--- Start ---

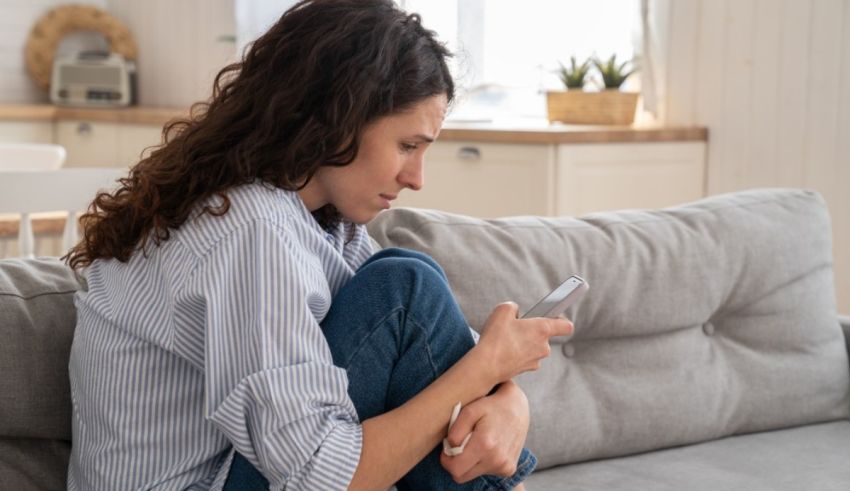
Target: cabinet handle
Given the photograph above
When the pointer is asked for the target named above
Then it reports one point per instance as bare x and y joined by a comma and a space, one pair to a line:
84, 129
469, 154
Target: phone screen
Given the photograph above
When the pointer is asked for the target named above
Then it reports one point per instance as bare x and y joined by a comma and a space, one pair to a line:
555, 303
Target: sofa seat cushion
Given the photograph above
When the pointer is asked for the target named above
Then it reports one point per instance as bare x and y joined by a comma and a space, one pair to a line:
808, 457
33, 464
37, 319
702, 321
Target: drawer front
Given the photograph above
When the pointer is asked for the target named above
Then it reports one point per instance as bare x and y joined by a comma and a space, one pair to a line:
486, 179
599, 177
89, 144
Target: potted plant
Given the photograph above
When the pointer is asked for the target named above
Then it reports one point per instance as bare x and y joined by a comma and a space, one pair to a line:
573, 77
608, 106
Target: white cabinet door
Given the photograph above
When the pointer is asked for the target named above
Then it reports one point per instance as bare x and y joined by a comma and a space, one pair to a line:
26, 131
89, 144
97, 144
610, 176
134, 139
486, 179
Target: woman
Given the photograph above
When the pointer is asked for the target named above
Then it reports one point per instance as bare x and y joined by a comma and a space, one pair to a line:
208, 353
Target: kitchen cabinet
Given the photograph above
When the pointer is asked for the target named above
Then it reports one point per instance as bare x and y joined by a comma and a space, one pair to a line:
104, 144
490, 180
26, 132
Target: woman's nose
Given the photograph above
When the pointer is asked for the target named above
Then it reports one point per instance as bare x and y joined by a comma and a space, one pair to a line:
413, 176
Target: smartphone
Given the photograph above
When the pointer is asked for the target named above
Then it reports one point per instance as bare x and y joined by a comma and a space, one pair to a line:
556, 302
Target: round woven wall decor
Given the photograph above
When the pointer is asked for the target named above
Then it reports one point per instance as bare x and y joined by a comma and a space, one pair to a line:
49, 30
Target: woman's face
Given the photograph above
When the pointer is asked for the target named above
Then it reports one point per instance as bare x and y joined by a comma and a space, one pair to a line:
390, 159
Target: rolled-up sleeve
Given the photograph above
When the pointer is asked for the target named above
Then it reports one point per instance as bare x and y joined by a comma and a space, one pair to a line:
270, 383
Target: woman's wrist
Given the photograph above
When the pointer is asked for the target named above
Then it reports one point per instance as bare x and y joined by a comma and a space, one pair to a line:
480, 362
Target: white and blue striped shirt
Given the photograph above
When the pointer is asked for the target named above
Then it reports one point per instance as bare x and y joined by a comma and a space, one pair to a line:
210, 340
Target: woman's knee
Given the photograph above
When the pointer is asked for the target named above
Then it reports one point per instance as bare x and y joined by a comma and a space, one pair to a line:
405, 258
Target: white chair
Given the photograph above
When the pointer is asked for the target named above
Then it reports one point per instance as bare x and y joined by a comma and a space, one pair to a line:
29, 157
70, 190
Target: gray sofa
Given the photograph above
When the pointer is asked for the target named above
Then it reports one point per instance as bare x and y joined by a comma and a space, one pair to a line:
708, 354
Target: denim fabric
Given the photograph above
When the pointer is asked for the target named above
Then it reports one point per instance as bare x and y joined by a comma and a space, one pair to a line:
395, 327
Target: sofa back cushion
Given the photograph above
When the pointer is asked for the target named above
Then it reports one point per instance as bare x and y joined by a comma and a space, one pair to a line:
37, 320
702, 321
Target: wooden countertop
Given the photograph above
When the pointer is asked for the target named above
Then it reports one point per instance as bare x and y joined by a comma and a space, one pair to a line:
132, 115
508, 131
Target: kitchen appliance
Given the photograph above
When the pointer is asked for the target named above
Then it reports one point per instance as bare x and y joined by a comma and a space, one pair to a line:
93, 79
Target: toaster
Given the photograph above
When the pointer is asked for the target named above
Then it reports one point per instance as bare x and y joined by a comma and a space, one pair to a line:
93, 79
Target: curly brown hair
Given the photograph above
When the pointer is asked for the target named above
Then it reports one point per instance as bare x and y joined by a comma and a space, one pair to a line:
299, 99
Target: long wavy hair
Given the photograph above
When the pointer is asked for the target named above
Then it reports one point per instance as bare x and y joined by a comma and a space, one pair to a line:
299, 99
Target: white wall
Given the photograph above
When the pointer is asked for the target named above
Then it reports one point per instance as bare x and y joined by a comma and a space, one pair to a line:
181, 46
771, 81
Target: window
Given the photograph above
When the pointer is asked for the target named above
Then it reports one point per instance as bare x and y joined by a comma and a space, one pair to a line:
507, 51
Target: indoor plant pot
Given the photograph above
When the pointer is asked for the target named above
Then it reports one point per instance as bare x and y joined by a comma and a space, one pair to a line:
609, 106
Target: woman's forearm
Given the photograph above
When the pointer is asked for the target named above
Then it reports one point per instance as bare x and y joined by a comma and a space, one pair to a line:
396, 441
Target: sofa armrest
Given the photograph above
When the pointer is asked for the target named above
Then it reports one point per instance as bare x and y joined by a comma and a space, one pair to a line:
844, 320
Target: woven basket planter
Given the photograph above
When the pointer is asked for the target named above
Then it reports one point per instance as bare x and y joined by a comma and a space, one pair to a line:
606, 107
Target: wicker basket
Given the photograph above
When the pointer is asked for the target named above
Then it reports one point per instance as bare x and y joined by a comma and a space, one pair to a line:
605, 107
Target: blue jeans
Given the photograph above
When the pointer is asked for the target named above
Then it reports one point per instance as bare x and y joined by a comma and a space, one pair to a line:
396, 327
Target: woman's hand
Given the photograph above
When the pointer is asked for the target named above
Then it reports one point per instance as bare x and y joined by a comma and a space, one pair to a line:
499, 425
510, 346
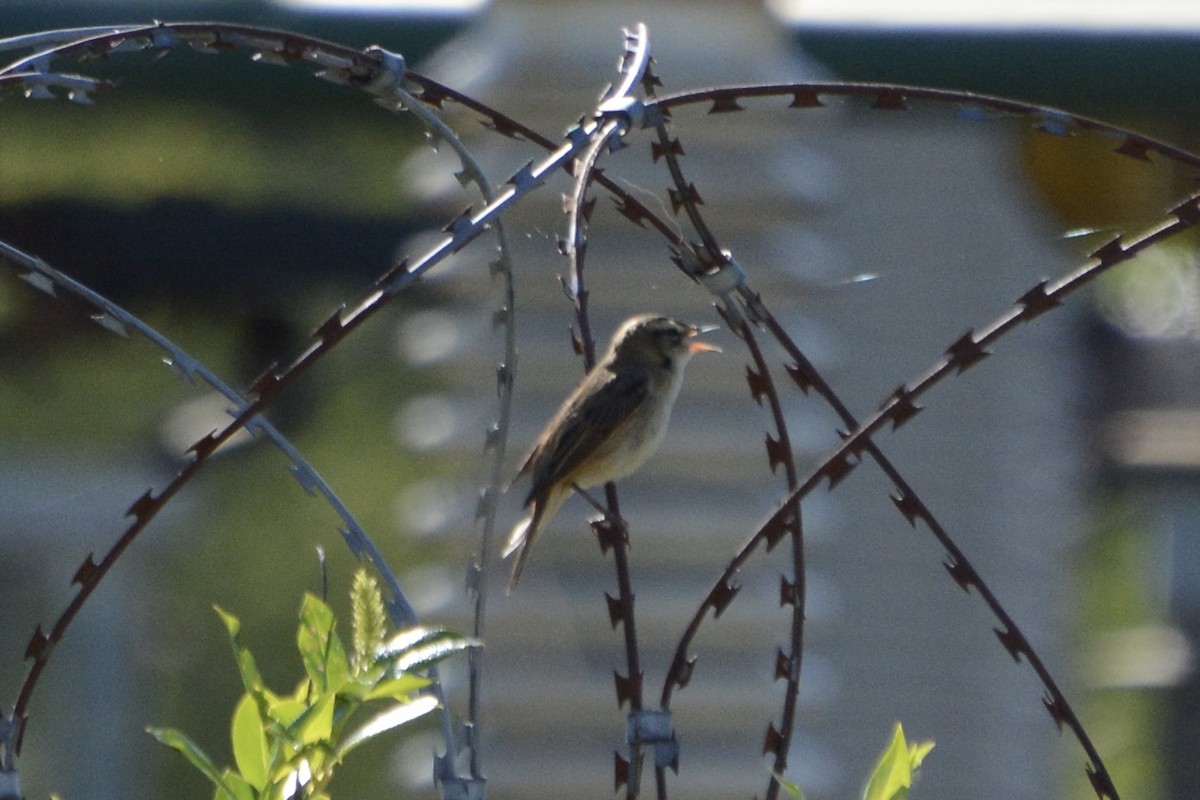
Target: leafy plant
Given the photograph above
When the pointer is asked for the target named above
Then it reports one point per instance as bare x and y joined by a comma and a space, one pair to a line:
893, 774
286, 746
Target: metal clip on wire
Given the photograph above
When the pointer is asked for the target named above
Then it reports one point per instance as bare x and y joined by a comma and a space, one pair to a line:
651, 727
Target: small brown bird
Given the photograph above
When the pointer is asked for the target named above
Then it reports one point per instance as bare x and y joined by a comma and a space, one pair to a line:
611, 423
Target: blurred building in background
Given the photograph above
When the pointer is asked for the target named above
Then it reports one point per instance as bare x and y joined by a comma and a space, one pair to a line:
957, 218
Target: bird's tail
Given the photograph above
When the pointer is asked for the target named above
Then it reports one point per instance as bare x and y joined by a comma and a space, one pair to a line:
526, 531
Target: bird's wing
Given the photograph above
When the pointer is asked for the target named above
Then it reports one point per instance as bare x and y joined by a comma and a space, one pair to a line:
586, 422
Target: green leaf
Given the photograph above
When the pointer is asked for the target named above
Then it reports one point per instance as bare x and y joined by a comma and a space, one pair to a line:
321, 649
370, 623
396, 689
287, 710
197, 757
251, 679
239, 789
421, 647
250, 751
316, 725
893, 775
393, 717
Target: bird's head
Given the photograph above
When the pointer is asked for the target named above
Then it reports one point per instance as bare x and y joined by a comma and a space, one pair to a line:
654, 340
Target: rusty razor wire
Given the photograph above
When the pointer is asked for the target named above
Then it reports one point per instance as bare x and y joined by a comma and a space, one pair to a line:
628, 109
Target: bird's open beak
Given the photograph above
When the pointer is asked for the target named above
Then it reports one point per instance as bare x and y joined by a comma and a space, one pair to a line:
696, 346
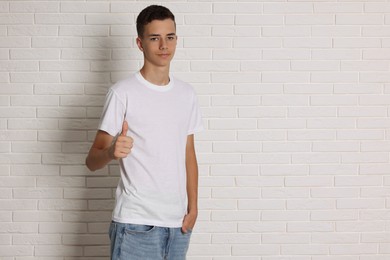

--- End ---

• Direction: Work out how many lines of the records above include the string "woven", with case counting. Reply with the number alone.

• Solution: 2